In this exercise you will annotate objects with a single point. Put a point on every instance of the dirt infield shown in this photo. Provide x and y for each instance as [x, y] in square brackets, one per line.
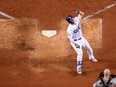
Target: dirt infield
[22, 68]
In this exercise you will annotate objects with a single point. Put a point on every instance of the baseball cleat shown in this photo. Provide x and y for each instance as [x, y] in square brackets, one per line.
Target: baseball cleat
[93, 59]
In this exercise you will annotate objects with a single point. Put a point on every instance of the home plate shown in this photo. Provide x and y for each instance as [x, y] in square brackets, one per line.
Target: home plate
[49, 33]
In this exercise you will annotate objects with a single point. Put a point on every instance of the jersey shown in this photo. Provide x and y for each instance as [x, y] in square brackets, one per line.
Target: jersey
[98, 82]
[74, 31]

[EXERCISE PROMPT] Pick out and copy the lines of the material that include the word "with".

[ANSWER SPACE]
In this exercise you will annotate objects with a single point. Put a point on every instance of the dirt infield shown in this photo. Provide x and y for each instance as [x, y] in square brackets, one per line.
In this exercise you will annotate objects with a single point. Put a point on every instance of the baseball cleat shown in this photo. Provide x and y for each instance as [x, y] in square brackets, one per line.
In this exercise you will annotate objects with a single point. Put a point on every instance of the home plate shown in this photo. Provide x and y for each instance as [x, y] in square brackets, one per line.
In this exercise you will annotate objects with a single point. Put a point on every instance of the jersey shown in this photo. Provide x and y for each instance as [x, y] in square brackets, one per line.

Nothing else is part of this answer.